● **Task statement**:
Please take the entries below from the first line through the line containing "positive clicks: (281, 252) (159, 281)" and repeat them exactly, leaving out everything after.

● **Data provided**:
>>>

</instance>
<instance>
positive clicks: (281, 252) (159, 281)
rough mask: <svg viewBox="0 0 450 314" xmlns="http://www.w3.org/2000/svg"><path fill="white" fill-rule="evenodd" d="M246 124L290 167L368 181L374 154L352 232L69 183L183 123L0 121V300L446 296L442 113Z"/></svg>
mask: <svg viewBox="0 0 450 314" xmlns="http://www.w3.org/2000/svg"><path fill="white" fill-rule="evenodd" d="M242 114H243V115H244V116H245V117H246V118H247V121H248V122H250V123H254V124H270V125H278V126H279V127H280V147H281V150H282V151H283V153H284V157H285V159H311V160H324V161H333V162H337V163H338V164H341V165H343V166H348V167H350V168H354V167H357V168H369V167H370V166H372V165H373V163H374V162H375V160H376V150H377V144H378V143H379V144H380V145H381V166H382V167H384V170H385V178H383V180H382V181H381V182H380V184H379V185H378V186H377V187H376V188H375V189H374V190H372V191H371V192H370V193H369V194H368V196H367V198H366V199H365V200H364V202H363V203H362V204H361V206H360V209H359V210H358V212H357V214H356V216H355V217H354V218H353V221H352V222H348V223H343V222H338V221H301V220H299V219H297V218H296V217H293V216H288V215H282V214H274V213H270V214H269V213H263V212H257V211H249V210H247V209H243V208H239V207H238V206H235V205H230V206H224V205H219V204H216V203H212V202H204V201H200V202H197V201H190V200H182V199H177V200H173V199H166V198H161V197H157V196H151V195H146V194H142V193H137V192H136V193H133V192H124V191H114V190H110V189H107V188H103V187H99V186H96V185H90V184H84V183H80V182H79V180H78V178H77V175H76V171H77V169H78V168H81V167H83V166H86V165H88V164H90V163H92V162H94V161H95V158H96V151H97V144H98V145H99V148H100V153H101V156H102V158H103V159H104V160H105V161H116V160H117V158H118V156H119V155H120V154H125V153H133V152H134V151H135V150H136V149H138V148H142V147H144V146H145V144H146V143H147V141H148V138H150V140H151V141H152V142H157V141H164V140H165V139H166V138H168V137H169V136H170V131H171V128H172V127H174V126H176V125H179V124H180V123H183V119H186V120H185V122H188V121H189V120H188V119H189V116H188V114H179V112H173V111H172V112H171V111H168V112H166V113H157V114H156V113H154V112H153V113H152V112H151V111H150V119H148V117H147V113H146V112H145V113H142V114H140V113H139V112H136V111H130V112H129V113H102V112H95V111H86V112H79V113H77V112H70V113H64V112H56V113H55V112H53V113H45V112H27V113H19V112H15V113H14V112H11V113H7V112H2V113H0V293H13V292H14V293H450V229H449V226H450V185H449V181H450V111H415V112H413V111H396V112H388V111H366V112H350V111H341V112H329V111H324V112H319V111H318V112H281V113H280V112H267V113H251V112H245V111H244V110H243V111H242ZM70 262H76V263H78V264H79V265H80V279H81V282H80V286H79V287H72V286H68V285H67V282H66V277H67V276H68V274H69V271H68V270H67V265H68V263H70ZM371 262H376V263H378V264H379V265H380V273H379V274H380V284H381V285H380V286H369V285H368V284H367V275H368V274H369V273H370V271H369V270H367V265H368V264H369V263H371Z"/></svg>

<<<

● **Final answer**:
</instance>
<instance>
positive clicks: (281, 252) (159, 281)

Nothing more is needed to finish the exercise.